## [Excerpt to read]
Rodolphe Barrangou, NCSU’s faculty star
He’s an all-America, all-pro, all everything in the academic world these days. Now the challenge for N.C. State University is to keep Rodolphe Barrangou, food science professor, on the team. The university is said to be engaged in a yeoman’s effort to do just that.
Here’s what Barrangou, who’s worked in the private sector as well as in university research, has done lately: He is one recipient of the 2016 Warren Alpert Foundation Prize, through Harvard University and its medical school. Barrangou is a pioneer, NCSU reports, in “the discovery of the adaptive bacterial immune system known as CRISPR.” N.C. State and Harvard say that the professor’s work and that of other researchers is “offering enormous potential for developing new gene- and cell-based therapies, including treatment strategies for previously intractable genetic diseases.”

## [Data]
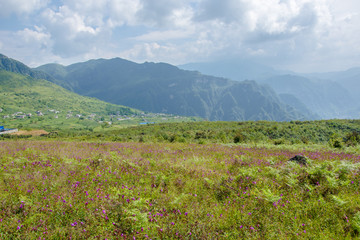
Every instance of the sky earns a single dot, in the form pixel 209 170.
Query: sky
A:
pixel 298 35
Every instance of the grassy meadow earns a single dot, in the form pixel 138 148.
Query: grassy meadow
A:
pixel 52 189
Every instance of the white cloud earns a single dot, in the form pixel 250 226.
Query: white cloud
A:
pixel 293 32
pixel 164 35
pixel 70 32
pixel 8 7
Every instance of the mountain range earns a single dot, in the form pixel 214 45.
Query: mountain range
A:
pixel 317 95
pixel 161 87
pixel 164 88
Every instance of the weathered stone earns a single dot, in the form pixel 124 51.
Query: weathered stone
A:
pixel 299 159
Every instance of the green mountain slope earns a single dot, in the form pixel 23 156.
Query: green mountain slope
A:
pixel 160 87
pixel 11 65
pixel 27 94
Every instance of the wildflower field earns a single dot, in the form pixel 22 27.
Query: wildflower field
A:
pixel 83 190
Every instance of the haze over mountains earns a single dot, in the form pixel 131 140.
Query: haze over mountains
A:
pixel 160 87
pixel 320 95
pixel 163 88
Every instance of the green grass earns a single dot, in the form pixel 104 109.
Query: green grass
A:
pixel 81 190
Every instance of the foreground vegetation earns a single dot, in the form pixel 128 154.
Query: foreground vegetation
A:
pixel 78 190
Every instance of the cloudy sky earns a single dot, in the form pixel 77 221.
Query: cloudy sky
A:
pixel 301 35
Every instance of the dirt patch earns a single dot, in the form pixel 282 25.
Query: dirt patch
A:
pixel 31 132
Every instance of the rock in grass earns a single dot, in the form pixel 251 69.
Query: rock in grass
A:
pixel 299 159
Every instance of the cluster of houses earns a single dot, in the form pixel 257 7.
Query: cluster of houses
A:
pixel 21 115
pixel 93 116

## [Work instructions]
• a. Decide whether each statement agrees with the piece on Rodolphe Barrangou, answering yes or no and quoting the deciding words from it: (i) Barrangou has worked only in university research; (ii) Barrangou is one recipient of the 2016 Warren Alpert Foundation Prize; (iii) Barrangou is a professor of chemistry.
• b. Go on with the piece on Rodolphe Barrangou, starting after its last sentence.

## [Answers for each item]
• a.
(i) No: "who’s worked in the private sector as well as in university research"
(ii) Yes: "He is one recipient of the 2016 Warren Alpert Foundation Prize"
(iii) No: "food science professor"

• b.
In addition to treatment of disease with ever-more-intense focus on gene therapy, CRISPR system may be used in food production, food safety and plant breeding.
Most scientists who achieve honors at this level have been at their work for decades; Barrangou is only 40 years old. It also should be noted that a significant number of recipients of the Alpert Prize have later won a Nobel Prize in the sciences. (Barrangou holds degrees from universities in France and from N.C. State, in food science and genomics.
Let there be no doubt: N.C. State is respected among its peers and a destination of choice for top scholars, but when faculty members are honored in this way, the university’s true greatness is underlined.